# Selected passage
################
# The Laconic Turn of Phrase



## antinous.gray (May 18, 2009)

If the wheel comes full circle, where starts the next phase of life?

I am a person on the edge of great personal change, and I find more that my writing is influenced by that fact. Too much. As a solution I am seeking a community that will inject new ideas into my head and hopefully bring back the spark of inspiration that once drove me to write prolifically as an adolescent.

It is not my wish to make any false pretense: I do not write all that much. I haven't written in a while, actually. But I think that if I am to find it in my heart to continue writing, then I'll find it in other people.

My name is Dorian Gray... and if you haven't guessed it already, that isn't my real name; but it's who I'm looking for.


----------



## alanmt (May 18, 2009)

welcome!


----------



## The Backward OX (May 19, 2009)

antinous.gray said:


> I am seeking a community that will inject new ideas into my head


Dream on.

But welcome anyway.


----------



## Nickie (May 19, 2009)

Welcome to the forum!


Nickie


----------



## Hindumaliman (May 19, 2009)

What a formal introduction. Such wording is found once in a thousand in this decrepit place that is the internet. I hope that you flourish and not find us abhorring. As for and idea...I came upon mine by waking up every morning and not expecting much. That way, I didn't see any possible idea as granted and therefore found the potential in them all. 

Good luck in your ambitions,
Hindumaliman


----------



## antinous.gray (May 19, 2009)

Thank you all for the welcomes!


----------



## DarkDyer (May 19, 2009)

Antinous, I'm a fan of your name already. I think I may have already critted one of your pieces. If not, I'll do so shortly. Well written intro, btw.

Welcome to WF.


----------



## Baron (May 20, 2009)

Searching for an amoral, homosexual character from a book 100 years old is a weird quest. Welcome to the forum. Don't think you'll find him here though, although he'd certainly fit in.


----------



## Mistique (May 20, 2009)

Welcome Dorian Gray


----------



## ash somers (May 20, 2009)

there is no beginning, nor ending, it's all in your head, fred *nods* 



antinous.gray said:


> If the wheel comes full circle, where starts the next phase of life?




hi dorian and welcome to the madness, you've certainly caught thine eye
with your introduction, one tip i'll give you already, write from the start
is kill the word 'that' from your vocabulary, it's one small step for you
and one large relief for those who will be reading your words ...
although i shouldn't speak for others, as they might not mind
personally it drives me insane, but i do exaggerate *wink*


----------
################
# Information supplied
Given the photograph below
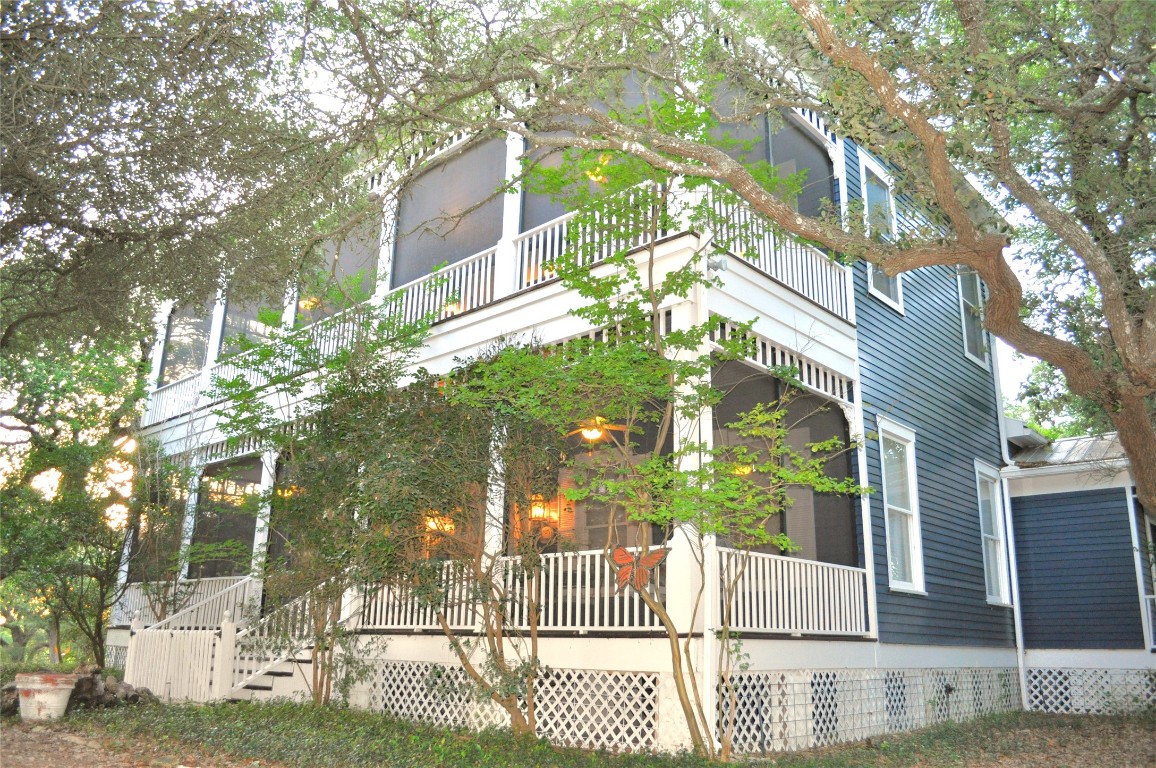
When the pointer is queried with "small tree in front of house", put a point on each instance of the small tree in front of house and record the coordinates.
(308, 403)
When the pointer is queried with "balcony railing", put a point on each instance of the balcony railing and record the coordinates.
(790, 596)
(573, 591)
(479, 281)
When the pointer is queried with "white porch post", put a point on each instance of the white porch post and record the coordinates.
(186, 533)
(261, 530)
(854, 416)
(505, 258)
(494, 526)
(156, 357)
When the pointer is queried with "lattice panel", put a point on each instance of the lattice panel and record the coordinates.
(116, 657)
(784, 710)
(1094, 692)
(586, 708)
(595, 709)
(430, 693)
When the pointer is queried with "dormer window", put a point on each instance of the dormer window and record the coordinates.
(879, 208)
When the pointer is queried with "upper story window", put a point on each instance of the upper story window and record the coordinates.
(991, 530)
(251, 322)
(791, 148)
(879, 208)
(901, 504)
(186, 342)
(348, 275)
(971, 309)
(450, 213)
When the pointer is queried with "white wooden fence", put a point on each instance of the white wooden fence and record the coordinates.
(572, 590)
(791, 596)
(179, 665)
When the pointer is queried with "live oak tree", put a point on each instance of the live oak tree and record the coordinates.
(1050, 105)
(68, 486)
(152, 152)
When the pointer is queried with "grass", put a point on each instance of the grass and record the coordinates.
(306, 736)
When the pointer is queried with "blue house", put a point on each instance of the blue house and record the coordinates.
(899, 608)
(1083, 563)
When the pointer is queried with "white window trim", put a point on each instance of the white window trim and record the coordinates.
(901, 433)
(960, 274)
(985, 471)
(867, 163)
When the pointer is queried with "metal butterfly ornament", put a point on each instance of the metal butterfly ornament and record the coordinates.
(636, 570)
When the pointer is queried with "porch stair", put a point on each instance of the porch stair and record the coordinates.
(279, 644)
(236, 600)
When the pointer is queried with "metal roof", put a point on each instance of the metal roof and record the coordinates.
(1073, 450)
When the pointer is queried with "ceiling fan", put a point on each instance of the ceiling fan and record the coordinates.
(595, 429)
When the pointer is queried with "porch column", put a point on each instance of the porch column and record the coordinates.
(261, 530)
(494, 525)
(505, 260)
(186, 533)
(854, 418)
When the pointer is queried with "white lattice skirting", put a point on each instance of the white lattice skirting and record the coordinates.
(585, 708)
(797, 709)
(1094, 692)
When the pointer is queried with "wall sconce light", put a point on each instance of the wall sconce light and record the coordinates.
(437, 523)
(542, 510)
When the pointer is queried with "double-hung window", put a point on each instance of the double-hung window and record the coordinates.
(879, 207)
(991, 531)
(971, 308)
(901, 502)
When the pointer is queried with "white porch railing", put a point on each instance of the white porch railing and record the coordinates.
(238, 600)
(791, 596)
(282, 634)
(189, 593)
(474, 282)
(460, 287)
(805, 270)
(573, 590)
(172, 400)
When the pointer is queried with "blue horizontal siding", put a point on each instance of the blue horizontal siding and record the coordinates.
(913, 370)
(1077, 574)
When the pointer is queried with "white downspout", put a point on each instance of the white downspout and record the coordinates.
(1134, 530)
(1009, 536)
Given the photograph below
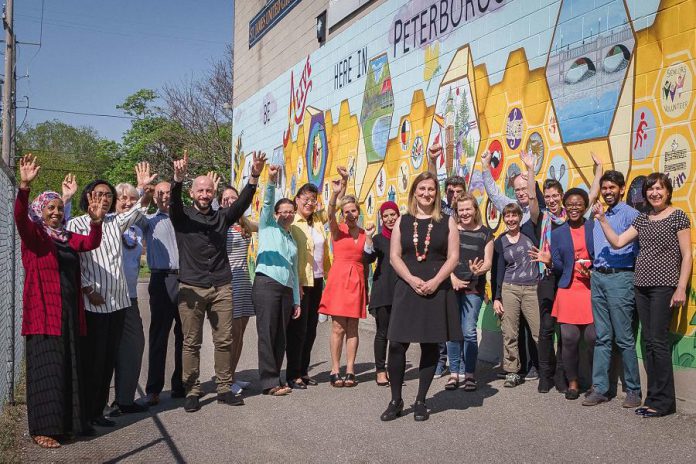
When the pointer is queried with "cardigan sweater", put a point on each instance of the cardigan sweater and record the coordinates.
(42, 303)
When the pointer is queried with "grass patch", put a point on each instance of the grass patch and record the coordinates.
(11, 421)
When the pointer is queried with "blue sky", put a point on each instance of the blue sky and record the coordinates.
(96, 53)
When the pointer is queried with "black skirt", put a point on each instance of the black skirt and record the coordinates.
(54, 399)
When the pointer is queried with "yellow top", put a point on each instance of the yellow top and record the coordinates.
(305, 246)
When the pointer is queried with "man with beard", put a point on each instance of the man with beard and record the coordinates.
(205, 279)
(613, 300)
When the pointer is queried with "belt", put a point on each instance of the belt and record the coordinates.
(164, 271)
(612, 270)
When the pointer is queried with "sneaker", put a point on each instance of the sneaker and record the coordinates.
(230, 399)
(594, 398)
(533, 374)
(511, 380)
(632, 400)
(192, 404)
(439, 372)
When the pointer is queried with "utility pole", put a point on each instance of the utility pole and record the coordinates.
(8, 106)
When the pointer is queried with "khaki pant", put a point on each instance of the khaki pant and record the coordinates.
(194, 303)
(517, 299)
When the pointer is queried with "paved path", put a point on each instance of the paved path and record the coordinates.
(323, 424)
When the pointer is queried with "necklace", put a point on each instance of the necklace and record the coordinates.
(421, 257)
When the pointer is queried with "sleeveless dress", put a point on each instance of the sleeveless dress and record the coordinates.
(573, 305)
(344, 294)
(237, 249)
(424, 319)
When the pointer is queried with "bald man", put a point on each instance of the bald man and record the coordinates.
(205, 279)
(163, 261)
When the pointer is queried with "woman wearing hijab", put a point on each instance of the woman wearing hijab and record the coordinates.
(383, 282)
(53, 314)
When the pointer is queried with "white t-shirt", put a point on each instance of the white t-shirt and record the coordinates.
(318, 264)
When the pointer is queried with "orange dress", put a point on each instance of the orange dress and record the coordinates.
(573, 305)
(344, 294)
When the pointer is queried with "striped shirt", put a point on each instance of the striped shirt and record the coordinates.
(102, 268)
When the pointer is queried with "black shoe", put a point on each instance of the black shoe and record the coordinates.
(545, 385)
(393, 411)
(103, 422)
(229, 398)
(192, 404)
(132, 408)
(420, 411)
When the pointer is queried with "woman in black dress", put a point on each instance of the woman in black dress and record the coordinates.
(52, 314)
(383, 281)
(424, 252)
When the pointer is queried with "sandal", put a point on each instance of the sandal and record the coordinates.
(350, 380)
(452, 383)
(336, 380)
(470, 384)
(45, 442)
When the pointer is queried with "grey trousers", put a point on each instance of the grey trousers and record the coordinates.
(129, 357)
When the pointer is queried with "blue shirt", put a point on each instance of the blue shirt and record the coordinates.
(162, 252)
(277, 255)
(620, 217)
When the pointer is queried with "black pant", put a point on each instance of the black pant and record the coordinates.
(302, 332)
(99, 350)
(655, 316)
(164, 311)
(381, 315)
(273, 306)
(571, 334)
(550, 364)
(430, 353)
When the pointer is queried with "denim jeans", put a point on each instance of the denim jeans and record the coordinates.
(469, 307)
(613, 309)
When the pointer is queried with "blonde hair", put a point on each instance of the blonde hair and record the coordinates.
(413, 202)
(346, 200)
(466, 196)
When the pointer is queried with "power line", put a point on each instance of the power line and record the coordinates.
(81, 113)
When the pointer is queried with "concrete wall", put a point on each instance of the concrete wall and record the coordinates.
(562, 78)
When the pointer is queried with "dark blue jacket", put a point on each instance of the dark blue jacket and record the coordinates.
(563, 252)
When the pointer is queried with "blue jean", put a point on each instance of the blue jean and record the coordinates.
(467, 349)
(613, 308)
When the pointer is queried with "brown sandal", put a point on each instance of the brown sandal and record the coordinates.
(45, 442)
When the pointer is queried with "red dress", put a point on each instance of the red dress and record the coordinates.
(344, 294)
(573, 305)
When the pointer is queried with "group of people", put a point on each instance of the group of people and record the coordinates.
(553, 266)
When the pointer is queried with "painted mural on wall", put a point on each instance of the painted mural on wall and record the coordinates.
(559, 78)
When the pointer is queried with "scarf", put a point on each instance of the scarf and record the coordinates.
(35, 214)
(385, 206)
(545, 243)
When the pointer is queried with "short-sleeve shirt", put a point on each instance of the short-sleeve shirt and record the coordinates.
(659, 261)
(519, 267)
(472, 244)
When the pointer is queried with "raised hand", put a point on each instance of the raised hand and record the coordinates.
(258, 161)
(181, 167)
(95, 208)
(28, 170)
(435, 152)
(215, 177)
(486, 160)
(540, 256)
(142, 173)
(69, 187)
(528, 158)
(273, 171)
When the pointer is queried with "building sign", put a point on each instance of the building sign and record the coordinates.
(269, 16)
################
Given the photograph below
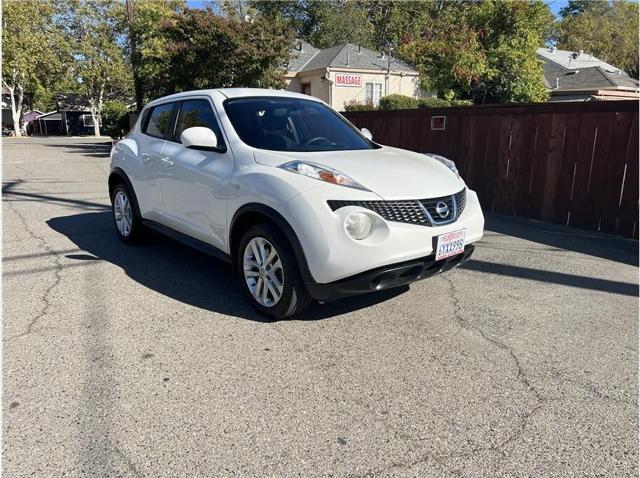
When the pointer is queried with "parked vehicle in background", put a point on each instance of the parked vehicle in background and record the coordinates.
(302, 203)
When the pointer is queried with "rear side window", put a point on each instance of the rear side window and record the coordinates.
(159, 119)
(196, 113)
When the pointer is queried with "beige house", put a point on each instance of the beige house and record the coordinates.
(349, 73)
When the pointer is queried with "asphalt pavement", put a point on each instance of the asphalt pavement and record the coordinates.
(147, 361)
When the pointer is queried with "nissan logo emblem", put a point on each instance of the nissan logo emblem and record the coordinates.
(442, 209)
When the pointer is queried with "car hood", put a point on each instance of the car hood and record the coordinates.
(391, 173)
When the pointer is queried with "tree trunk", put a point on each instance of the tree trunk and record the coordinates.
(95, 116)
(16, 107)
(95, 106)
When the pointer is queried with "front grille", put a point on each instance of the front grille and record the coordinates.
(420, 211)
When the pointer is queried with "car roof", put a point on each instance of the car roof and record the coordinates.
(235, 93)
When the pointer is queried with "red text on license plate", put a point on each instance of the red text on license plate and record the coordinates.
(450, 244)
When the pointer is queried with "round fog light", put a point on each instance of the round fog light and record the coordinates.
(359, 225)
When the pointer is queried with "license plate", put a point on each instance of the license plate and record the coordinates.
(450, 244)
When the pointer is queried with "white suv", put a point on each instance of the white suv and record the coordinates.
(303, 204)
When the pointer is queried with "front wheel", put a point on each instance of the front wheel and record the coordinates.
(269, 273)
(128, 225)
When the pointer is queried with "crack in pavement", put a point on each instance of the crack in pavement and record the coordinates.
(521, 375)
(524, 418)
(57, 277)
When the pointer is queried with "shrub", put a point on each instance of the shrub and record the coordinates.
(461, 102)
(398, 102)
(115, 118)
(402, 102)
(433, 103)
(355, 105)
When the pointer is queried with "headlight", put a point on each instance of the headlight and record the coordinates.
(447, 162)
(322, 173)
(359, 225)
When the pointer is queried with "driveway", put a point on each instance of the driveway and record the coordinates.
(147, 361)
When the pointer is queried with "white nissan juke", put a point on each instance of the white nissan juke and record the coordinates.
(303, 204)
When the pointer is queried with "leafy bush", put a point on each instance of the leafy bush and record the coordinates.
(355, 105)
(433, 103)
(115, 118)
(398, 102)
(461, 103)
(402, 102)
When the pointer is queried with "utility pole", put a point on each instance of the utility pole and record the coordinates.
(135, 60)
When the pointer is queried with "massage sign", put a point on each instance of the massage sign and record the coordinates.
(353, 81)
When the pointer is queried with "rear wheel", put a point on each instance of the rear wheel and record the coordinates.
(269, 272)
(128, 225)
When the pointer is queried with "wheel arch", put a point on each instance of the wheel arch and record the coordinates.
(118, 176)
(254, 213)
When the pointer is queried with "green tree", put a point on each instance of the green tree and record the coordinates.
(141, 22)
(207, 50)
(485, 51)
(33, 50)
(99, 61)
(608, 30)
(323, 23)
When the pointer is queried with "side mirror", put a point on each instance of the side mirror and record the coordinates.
################
# Actions to take
- a) In the forum thread, which word does ash somers advise the new member to drop from their vocabulary?
- b) Quote the forum thread word for word from "# The Laconic" to "in other people.".

# Full solutions
- a) The word "that."

- b)
# The Laconic Turn of Phrase



## antinous.gray (May 18, 2009)

If the wheel comes full circle, where starts the next phase of life?

I am a person on the edge of great personal change, and I find more that my writing is influenced by that fact. Too much. As a solution I am seeking a community that will inject new ideas into my head and hopefully bring back the spark of inspiration that once drove me to write prolifically as an adolescent.

It is not my wish to make any false pretense: I do not write all that much. I haven't written in a while, actually. But I think that if I am to find it in my heart to continue writing, then I'll find it in other people.